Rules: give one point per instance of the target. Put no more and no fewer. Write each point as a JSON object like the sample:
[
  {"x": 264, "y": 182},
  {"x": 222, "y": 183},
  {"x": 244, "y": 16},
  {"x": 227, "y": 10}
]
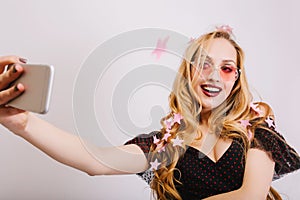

▶ **TO DO**
Please copy out all of the material above word for word, leaving out the picture.

▶ **THE SOLUTION**
Rules: give one point per instance of the target. Put no more and no fewer. Write each point as a JSON object like the sample:
[
  {"x": 264, "y": 182},
  {"x": 222, "y": 183},
  {"x": 244, "y": 16},
  {"x": 227, "y": 10}
]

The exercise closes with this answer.